■ **Entries shown**

»»

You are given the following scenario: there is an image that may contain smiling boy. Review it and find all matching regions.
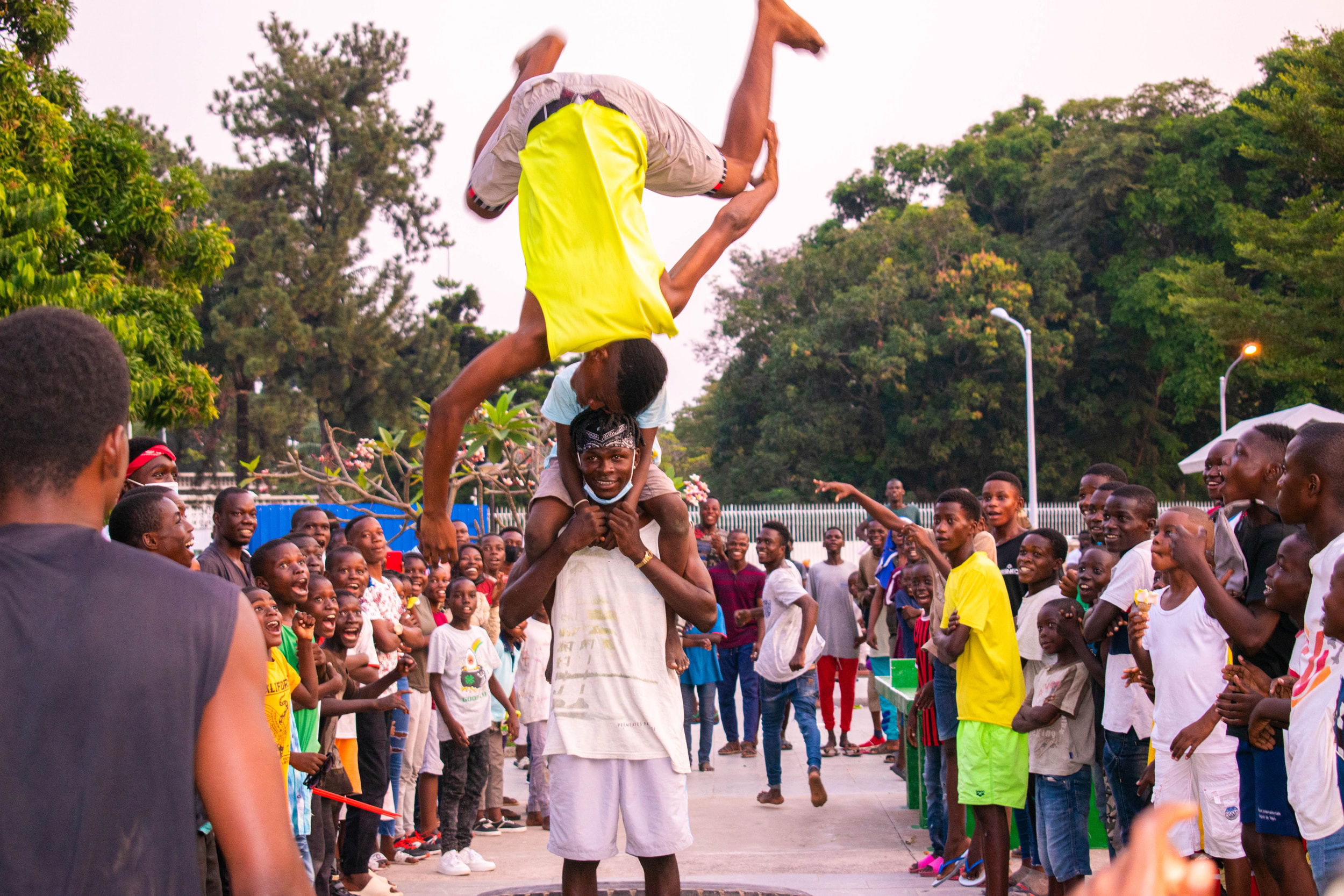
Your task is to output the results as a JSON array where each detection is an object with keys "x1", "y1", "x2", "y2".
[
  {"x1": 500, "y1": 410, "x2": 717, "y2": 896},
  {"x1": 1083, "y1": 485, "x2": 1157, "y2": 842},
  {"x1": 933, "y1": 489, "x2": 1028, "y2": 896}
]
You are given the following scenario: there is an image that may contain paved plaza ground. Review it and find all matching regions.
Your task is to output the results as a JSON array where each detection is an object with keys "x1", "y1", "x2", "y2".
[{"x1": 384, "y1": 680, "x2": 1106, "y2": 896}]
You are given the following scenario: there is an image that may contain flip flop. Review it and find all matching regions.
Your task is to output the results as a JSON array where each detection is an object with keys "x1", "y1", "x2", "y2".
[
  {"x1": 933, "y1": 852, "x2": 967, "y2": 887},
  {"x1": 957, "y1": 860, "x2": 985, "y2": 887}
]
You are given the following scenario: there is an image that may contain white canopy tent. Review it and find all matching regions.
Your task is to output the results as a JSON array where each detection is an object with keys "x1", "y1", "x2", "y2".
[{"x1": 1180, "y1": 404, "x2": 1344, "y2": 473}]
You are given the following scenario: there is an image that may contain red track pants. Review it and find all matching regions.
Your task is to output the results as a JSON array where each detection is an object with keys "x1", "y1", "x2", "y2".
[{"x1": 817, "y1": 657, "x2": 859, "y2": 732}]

««

■ **Exercise**
Transcribe the full listing above exactly as it stands, minus the pictures.

■ **Solution**
You are given the following scenario: there is an image that may contain smiling boy. Review it and find all matching regions.
Your task is to output the results as a JSON array where each detection is an object with keys "x1", "y1", "x2", "y2".
[
  {"x1": 500, "y1": 410, "x2": 717, "y2": 896},
  {"x1": 1083, "y1": 485, "x2": 1157, "y2": 842},
  {"x1": 933, "y1": 489, "x2": 1028, "y2": 896}
]
You are given the following scenario: there is an image that may contain paved plaza ground. Review it and find all matching regions.
Your task is to output the results as a JSON array where each detection is an object with keys "x1", "y1", "x2", "y2".
[{"x1": 384, "y1": 680, "x2": 1106, "y2": 896}]
You are given the following scenario: there is an image that may contain flip flop. Review it and find all matching regions.
Your task is to output the results as a JSON array where each detection is an object with keys "x1", "y1", "x2", "y2".
[
  {"x1": 933, "y1": 852, "x2": 967, "y2": 887},
  {"x1": 957, "y1": 860, "x2": 985, "y2": 887}
]
You are given the following scenario: there is an image that may contain white canopy tent. Review it and find all matching regions.
Your task is to output the results as a JSON array where each detection is an object with keys "x1", "y1", "x2", "y2".
[{"x1": 1180, "y1": 404, "x2": 1344, "y2": 473}]
You are given the following scenario: there is an image that may contain red track pants. Review it and find all matching regions.
Your task is to output the results as a JSON array where each detection is an object with keys "x1", "y1", "x2", "y2".
[{"x1": 817, "y1": 657, "x2": 859, "y2": 732}]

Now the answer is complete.